Take the line that contains "One dot per instance of the tall" as the first and the last line of the material as the final one; set down exactly the lines in that span.

+---+

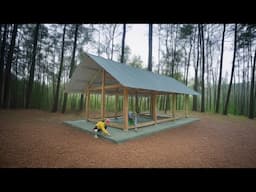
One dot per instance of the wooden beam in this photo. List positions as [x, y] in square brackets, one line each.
[174, 96]
[102, 111]
[87, 107]
[125, 109]
[154, 108]
[106, 87]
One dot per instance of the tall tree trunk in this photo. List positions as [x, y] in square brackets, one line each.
[56, 99]
[232, 73]
[189, 54]
[123, 43]
[150, 30]
[252, 98]
[71, 68]
[32, 67]
[8, 68]
[196, 72]
[220, 72]
[2, 54]
[203, 63]
[112, 41]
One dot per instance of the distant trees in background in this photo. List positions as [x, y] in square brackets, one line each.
[37, 60]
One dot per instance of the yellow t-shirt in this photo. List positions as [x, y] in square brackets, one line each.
[101, 125]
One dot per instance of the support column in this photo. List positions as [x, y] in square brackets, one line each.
[116, 102]
[102, 111]
[87, 107]
[174, 96]
[170, 105]
[154, 108]
[125, 109]
[186, 105]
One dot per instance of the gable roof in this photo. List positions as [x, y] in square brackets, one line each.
[126, 75]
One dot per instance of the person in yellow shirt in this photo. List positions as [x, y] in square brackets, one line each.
[101, 126]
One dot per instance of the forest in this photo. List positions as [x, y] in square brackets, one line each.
[37, 61]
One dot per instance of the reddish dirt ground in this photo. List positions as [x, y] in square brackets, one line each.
[33, 138]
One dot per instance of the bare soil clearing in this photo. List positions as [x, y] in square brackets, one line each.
[33, 138]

+---+

Written reply:
One dot per instance of the tall tree trunk in this photo. List positions as [x, y] in square brackets, one line each.
[56, 99]
[232, 73]
[189, 54]
[123, 43]
[150, 30]
[252, 98]
[71, 68]
[32, 67]
[8, 68]
[196, 72]
[220, 72]
[2, 54]
[203, 63]
[112, 41]
One dot per instance of the distant trees in background in this photo. List positions as [x, y] in square brackets, one line each.
[37, 60]
One dot per instance of the yellow t-shirt in this photo. List positions as [x, y] in square brackets, one line each.
[101, 125]
One dot per instance of the support column in this photo. List positions as [x, y] in square brackets, one line each.
[116, 102]
[102, 111]
[87, 107]
[174, 96]
[170, 105]
[154, 108]
[125, 109]
[186, 105]
One dot per instance of the gable roof in this photo. List positions as [x, y] in square brackets, one line each.
[126, 75]
One dot per instance of the person in yellow shirt in this photo. List positions as [x, y] in square brackets, one line each.
[101, 126]
One dot per instance of the forest in this photo. List positions as [x, y] in square brackets, one line each.
[37, 61]
One dot per instance of the reddish dirt ground in this photo. List positions as [x, y] in square brackets, one line each.
[33, 138]
One dot per instance of the bare soil clearing in this photo. List positions as [x, y] in square brackets, one line each.
[33, 138]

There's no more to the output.